**Task description:**
From the interview on deep vein thrombosis, list every warning sign of a DVT that it names.

**Study text:**
*** Block opens ***

Risks of Deep Vein Thrombosis - Interview with Judith Brannan Sigvaris

LegSmart.com interviewed the Educational Manager of Sigvaris, Judith Brannan about the risks of DVT.

What is a DVT?

Deep Vein Thrombosis (DVT) is a blood clot that usually forms in the deep veins of the lower leg or calf which can block the flow of blood. Generally a DVT is caused by a combination of two or more underlying conditions including (1) slow or sluggish blood flow through a major vein; (2) a tendency for a person’s blood to clot quickly, (sometimes inherited) and (3) irritation or inflammation of the lining surface of the vein.

What increases your risk of a DVT?

Some of the risk factors include:

  • Prolonged sitting or restricted mobility, such as long-distance travel
  • Prolonged bed rest or immobility
  • Surgery (especially orthopedic) or major injury which results in being in a cas
  • Excessive weight
  • Sedentary lifestyle
  • Smoking
  • Age over 40
  • Rcent development of Varicose Veins
  • High Estrogen states, such as pregnancy or when using birth control pills
  • Certain cancers
  • Some blood factors such as Factor V Leiden

What are the warning signs of a DVT?

A DVT may cause leg pain, tenderness, swelling, warmth and/or redness – but can also be present with no symptoms.

What are the complications of a DVT?

There are two. About one-third of patients with DVT, develop a long-term complication known as Post-Thrombotic Syndrome (PTS). This condition can show up as chronic pain, swelling, discoloration of the leg, as well as the development of an open ulcer. The likelihood of another clot forming is high once you have had an initial DVT.

Another complication is known as a Pulmonary Embolism (PE) which is when the clot breaks loose and travels through the vessel to the arteries located in the lungs. A PE is a potentially fatal condition if it significantly blocks blood flow through the lungs.

Approximately 2 million patients suffer from a DVT and approximately 600,000 will be hospitalized each year. Some people have a DVT, but it is asymptomatic. Unfortunately, 200-300,000 people die each year due to this complication.

Are DVT’s common among young people?

Surprisingly so! Many people think of blood clots as a problem occurring in elderly people, but not in young and apparently healthy individuals. A DVT can happen to anyone regardless of age.

A pregnant woman, for example, is 5-6 times more likely to develop a DVT than a non-pregnant woman. This risk is enhanced due to changes in hormones and an increase in blood volume. Unfortunately, 50% of post-delivery maternal deaths are caused by Pulmonary Embolisms (PE).

*** Block closes ***

Entries taken from a collection:
*** Block opens ***

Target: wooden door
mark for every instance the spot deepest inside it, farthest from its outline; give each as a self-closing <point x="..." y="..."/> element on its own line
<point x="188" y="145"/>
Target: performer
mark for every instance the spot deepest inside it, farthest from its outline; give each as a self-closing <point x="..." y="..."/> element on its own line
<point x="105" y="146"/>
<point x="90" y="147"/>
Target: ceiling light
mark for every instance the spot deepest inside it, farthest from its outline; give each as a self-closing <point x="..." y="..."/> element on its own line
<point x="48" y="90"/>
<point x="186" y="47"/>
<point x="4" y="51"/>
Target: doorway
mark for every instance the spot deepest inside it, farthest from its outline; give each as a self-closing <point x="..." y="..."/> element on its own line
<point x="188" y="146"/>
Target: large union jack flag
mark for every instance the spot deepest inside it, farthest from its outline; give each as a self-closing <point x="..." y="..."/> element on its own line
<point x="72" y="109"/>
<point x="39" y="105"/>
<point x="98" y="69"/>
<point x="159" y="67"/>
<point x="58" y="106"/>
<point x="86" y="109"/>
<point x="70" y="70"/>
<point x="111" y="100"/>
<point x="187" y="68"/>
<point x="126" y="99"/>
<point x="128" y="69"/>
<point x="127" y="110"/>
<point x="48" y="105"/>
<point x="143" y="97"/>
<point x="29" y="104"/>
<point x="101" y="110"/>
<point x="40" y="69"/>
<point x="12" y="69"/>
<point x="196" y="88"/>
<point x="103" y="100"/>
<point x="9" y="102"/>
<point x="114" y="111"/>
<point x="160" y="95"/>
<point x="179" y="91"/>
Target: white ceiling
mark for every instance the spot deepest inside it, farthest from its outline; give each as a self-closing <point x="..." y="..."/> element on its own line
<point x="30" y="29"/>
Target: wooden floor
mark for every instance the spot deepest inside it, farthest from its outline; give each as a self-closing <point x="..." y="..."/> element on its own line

*** Block closes ***
*** Block opens ***

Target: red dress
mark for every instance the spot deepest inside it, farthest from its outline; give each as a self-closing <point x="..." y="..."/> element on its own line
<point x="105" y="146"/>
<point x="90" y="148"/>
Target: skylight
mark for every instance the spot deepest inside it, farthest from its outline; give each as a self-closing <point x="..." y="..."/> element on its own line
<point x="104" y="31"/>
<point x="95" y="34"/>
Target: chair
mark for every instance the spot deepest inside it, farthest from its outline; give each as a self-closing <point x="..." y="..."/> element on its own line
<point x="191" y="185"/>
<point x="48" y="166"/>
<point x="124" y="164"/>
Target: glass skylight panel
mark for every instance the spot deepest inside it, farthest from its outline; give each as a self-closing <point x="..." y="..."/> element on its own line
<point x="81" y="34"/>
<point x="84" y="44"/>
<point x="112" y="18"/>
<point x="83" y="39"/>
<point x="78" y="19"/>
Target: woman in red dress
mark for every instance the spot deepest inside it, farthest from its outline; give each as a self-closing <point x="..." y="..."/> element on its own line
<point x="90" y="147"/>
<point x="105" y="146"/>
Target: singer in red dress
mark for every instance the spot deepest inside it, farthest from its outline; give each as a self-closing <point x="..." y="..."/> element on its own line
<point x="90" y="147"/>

*** Block closes ***

**Result:**
Leg pain, tenderness, swelling, warmth, redness